Starting at the line below that contains "on the tiled", print each line through the end of the records exactly as it appears.

** start **

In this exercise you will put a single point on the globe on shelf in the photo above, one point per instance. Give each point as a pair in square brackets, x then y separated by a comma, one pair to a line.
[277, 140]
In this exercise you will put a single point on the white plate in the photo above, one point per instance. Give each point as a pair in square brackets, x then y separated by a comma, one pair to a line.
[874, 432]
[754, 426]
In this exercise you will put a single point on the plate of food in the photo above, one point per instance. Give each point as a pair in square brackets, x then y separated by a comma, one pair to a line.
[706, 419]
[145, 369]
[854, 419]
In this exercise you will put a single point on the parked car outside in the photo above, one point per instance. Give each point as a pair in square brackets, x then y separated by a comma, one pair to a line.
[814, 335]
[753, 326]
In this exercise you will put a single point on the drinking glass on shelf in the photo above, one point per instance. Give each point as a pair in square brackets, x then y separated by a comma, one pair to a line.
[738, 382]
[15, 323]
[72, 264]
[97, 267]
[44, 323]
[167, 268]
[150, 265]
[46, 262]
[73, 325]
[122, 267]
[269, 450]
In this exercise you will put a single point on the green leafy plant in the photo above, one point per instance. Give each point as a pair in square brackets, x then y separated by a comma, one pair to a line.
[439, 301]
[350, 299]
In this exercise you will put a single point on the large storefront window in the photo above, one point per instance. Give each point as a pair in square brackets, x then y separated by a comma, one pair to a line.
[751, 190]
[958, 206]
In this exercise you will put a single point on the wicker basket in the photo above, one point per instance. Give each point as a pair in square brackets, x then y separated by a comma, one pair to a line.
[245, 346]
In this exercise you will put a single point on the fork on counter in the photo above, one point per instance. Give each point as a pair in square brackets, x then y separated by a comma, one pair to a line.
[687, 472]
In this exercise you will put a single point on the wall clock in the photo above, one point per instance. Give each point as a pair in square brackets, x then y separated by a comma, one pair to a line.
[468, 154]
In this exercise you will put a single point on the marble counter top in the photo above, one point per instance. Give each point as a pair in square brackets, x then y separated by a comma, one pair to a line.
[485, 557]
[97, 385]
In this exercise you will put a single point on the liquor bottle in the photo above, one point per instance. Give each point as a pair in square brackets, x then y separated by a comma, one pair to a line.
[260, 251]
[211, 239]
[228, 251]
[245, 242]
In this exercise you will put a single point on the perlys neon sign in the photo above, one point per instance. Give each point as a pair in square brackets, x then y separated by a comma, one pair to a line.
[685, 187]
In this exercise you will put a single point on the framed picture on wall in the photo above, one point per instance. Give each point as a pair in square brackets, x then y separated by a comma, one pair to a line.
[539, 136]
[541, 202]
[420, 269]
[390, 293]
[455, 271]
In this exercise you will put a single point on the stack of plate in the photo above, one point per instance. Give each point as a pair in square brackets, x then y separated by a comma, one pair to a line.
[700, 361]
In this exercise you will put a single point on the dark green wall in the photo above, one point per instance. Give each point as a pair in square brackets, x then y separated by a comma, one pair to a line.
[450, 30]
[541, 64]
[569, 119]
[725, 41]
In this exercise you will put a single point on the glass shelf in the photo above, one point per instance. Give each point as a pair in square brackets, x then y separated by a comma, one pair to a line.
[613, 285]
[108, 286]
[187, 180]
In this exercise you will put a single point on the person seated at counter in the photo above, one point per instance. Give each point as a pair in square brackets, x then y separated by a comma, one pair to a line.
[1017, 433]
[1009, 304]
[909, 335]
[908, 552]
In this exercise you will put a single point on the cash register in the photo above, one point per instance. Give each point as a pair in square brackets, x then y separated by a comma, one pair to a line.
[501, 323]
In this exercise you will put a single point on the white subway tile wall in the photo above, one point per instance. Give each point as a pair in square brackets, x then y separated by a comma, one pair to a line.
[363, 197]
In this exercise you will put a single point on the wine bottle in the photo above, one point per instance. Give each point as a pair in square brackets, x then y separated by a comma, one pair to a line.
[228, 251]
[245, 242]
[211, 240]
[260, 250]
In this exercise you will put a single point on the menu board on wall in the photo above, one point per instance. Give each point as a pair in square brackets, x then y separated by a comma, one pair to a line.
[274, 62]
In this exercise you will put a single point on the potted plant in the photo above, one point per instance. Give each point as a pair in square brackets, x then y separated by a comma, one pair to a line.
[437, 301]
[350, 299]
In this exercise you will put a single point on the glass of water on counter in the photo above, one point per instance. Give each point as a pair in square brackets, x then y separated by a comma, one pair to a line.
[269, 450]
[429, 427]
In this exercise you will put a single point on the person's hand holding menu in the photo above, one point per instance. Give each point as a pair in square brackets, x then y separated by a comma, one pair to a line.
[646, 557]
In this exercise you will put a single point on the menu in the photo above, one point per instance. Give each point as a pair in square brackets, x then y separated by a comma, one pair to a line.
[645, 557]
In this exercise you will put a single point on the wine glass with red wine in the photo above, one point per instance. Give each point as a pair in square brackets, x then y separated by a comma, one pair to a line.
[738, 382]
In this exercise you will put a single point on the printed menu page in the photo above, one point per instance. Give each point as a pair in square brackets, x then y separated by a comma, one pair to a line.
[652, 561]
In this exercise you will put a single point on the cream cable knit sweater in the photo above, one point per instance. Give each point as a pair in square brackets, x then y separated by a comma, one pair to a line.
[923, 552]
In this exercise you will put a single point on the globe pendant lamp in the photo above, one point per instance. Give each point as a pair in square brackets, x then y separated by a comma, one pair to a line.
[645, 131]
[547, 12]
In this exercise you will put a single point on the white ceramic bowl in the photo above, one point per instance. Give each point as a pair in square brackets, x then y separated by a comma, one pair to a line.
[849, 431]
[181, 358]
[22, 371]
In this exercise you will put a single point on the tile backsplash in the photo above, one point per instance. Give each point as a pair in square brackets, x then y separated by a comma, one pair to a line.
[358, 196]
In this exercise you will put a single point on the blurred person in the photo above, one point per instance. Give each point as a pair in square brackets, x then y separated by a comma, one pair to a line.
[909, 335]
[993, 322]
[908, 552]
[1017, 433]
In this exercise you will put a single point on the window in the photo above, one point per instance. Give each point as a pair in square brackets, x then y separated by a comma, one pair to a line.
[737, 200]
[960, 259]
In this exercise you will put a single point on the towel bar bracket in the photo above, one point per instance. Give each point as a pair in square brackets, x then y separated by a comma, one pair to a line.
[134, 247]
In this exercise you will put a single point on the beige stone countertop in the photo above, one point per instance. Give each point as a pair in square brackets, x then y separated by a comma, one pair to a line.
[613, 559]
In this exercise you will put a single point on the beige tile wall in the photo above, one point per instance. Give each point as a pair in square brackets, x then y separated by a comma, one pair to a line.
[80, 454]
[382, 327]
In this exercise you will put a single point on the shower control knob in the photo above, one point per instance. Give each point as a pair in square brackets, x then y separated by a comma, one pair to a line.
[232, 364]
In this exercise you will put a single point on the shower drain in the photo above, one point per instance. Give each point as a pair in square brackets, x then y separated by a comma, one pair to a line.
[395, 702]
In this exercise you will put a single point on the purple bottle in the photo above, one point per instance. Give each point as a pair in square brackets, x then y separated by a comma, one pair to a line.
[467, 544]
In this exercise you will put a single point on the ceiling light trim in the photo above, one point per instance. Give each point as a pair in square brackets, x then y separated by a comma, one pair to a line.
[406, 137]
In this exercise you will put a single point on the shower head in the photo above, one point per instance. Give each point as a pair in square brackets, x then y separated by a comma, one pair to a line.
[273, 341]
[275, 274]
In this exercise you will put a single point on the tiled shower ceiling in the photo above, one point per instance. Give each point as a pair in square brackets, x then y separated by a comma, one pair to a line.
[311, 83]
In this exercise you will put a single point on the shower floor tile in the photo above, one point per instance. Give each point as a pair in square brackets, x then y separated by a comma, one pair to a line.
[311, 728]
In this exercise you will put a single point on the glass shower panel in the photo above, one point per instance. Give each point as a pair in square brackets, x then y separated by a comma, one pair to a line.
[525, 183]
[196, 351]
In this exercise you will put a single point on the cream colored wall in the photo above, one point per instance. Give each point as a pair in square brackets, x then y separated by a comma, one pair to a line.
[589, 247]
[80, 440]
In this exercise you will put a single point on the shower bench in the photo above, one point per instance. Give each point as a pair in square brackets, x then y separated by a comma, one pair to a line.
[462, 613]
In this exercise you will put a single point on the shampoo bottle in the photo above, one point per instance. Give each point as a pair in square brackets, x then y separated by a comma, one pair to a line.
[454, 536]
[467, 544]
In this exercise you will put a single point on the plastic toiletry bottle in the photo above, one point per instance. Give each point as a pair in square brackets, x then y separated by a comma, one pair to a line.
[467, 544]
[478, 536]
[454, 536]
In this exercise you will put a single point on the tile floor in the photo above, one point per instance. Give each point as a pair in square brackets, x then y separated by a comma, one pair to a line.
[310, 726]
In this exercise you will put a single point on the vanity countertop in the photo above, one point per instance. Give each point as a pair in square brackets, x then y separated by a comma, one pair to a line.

** end **

Answer to the exercise ->
In this exercise you will put a single point on the tiled shower ceiling in the photo above, one point per instance. Give each point as a pair in square brackets, x then y separated by a comma, one pair to a line.
[311, 83]
In this exercise you will put a single point on the shower floor tile in the photo above, one point per instance. Give each point as a pair in square brackets, x then y separated by a comma, one pair to a line.
[311, 728]
In this exercise you will put a single point on the glass shower panel in the photo above, one point per instance. Give each point as a pair in square brackets, x then y separated by a comma, one pair to a line.
[525, 183]
[196, 351]
In this exercise you will put a single point on the cream colored wall in the photo above, one point per instance. Give each point as a pair in square brackets, x then y separated by a comma, one pair to a line.
[589, 247]
[80, 440]
In this exercise you will put a single point on the shower bench in the photo above, one point per instance. Give each point as a pair in square brackets, x then y separated by a comma, one pair to a line.
[462, 613]
In this exercise you will put a single point on the shampoo bottle in the photo above, one point per instance. Give each point as a pair in square brackets, x then y separated by a comma, one pair to a line.
[454, 536]
[467, 544]
In this exercise you will put a single point on the plastic toiletry bottle in the photo above, one point per instance. Give each point as a pair in square brackets, x then y separated by a comma, one pair to a line.
[467, 544]
[478, 536]
[454, 536]
In this exercise you will put a single point on the tile floor in the photo above, one point per instance. Give each point as a pair in square brackets, x then y separated by a comma, one pair to a line.
[310, 726]
In this exercise you will put a single point on the vanity countertop in the photo above, one point per instance. Give each point as a pair in square brackets, x then y separated by a comma, one pair to a line.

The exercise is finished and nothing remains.